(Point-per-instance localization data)
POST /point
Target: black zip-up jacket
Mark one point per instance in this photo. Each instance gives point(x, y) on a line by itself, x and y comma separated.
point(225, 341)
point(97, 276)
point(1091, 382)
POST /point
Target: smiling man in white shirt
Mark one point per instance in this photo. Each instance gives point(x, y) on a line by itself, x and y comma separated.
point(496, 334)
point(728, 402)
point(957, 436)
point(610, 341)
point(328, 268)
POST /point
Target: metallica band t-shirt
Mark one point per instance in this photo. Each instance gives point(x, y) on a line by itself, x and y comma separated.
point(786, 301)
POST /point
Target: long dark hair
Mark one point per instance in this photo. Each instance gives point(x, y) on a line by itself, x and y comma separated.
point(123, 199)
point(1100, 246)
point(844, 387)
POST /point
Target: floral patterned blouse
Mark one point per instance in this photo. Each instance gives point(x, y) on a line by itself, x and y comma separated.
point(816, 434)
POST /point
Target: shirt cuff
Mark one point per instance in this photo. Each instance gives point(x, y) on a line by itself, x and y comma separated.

--

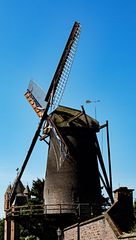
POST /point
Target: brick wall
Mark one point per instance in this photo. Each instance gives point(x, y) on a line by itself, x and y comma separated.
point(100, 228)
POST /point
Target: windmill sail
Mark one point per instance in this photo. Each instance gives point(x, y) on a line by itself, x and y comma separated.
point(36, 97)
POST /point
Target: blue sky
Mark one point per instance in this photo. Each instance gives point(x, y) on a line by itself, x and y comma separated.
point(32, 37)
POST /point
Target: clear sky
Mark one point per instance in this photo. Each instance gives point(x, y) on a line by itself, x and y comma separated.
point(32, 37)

* * *

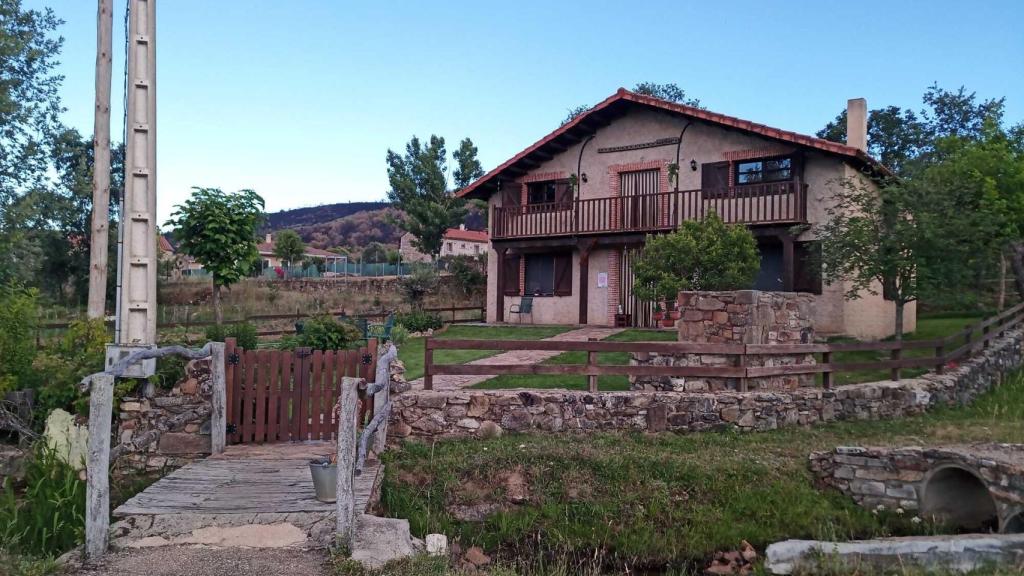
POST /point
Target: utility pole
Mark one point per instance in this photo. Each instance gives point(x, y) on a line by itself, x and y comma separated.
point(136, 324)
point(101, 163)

| What is being asked |
The expected answer is an exact copy of the lines above, beginning at the line with "Target: black zip-up jacket" and ending at the line with "Target: smiling man in white shirt", with both ends in.

| Reply |
Target: black zip-up jacket
Mark one point per instance in this photo. Each instance gives point(x, y) on a line by itself, x and y comma separated.
point(225, 341)
point(97, 276)
point(1091, 382)
POST /point
Target: smiling man in white shirt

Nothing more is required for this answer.